Problems to work on –
a) List every time of day given in the forum thread excerpt with a post or quote date.
b) Transcribe the passage of the forum thread excerpt that starts with "However, with some" and continues through "enough for now.".

Text excerpt –
========
The R128 numbers are one overall number.

What do you have in mind?

I was thinking that when using active crossovers or other system setup it could be useful to know the peak level of each channel so you can easily find the worst case scenario with at least your current media. I like how the analyzer displays RMS levels of each channel, but have often wanted it to also show the maximum RMS level during playback. Having that done during audio analysis makes more sense since real time analysis takes too much time.

I'm also wondering if a channel peak level could better help with convolution normalization. I've seen reports on both the Audiolense and Acourate forums that JRiver's "normalize filter volume" causes clipping and is recommended to be unchecked.

Matt · « **Reply #6 on:** July 09, 2013, 06:27:30 pm »

Quote from: mojave on July 09, 2013, 06:00:46 pm

I've seen reports on both the Audiolense and Acourate forums that JRiver's "normalize filter volume" causes clipping and is recommended to be unchecked.

I know about this. Currently the normalize system pushes pink noise through the convolution engine and target -6dB of change.

However, with some filters this pushes them too hard and leads to clipping.

A more complicated normalization method would probably work better, but I'm not sure what it would be.

It's possible just changing the default to off and removing the words "recommended" would be enough for now.

6233638 · « **Reply #7 on:** July 09, 2013, 10:37:08 pm »
========
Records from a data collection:
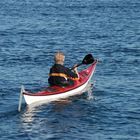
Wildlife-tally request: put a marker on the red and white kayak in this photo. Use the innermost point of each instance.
(56, 93)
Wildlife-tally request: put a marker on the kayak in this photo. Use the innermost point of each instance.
(54, 93)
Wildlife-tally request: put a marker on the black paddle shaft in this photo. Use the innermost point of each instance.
(88, 59)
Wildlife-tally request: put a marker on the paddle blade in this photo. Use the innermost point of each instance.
(88, 59)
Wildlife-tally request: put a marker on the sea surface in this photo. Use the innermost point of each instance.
(32, 31)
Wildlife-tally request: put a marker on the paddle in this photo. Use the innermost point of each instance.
(88, 59)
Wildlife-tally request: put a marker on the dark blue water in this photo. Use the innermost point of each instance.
(31, 31)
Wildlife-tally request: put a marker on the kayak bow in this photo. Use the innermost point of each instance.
(54, 93)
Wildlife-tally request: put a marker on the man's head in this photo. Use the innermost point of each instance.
(59, 58)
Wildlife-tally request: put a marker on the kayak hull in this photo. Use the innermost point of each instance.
(57, 93)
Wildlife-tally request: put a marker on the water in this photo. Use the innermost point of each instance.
(31, 31)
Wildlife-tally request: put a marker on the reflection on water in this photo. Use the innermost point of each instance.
(53, 119)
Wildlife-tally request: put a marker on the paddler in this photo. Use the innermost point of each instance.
(59, 74)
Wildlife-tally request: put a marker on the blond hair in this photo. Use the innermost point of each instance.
(59, 58)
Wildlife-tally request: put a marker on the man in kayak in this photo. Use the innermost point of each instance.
(59, 74)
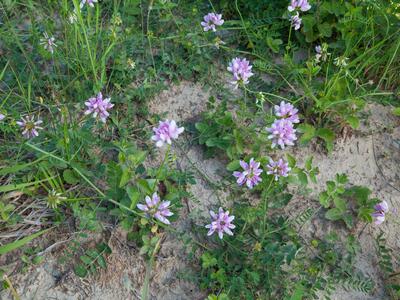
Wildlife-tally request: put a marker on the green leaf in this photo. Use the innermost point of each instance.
(340, 204)
(325, 29)
(342, 178)
(302, 178)
(324, 199)
(308, 163)
(80, 271)
(125, 176)
(102, 262)
(291, 160)
(274, 44)
(348, 219)
(330, 186)
(146, 185)
(70, 177)
(86, 259)
(333, 214)
(208, 260)
(308, 133)
(133, 194)
(298, 293)
(353, 121)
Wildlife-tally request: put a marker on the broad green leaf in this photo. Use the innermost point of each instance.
(333, 214)
(208, 260)
(70, 177)
(308, 133)
(325, 29)
(340, 203)
(86, 259)
(353, 121)
(133, 194)
(324, 199)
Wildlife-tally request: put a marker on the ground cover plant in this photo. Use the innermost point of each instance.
(82, 153)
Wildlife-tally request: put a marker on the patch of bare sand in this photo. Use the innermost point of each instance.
(362, 157)
(371, 158)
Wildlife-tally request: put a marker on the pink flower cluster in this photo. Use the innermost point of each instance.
(381, 209)
(166, 132)
(282, 131)
(298, 5)
(250, 174)
(211, 20)
(156, 208)
(88, 2)
(302, 5)
(241, 71)
(98, 107)
(48, 42)
(29, 126)
(221, 223)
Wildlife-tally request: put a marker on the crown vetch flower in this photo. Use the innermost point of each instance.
(296, 21)
(98, 107)
(29, 126)
(156, 208)
(88, 2)
(341, 61)
(287, 111)
(211, 20)
(250, 174)
(303, 5)
(278, 168)
(321, 52)
(380, 210)
(221, 223)
(48, 42)
(166, 132)
(241, 71)
(282, 133)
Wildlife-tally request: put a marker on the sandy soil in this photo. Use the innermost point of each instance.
(369, 157)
========
Solutions –
a)
06:27:30 pm
06:00:46 pm
10:37:08 pm

b)
However, with some filters this pushes them too hard and leads to clipping.

A more complicated normalization method would probably work better, but I'm not sure what it would be.

It's possible just changing the default to off and removing the words "recommended" would be enough for now.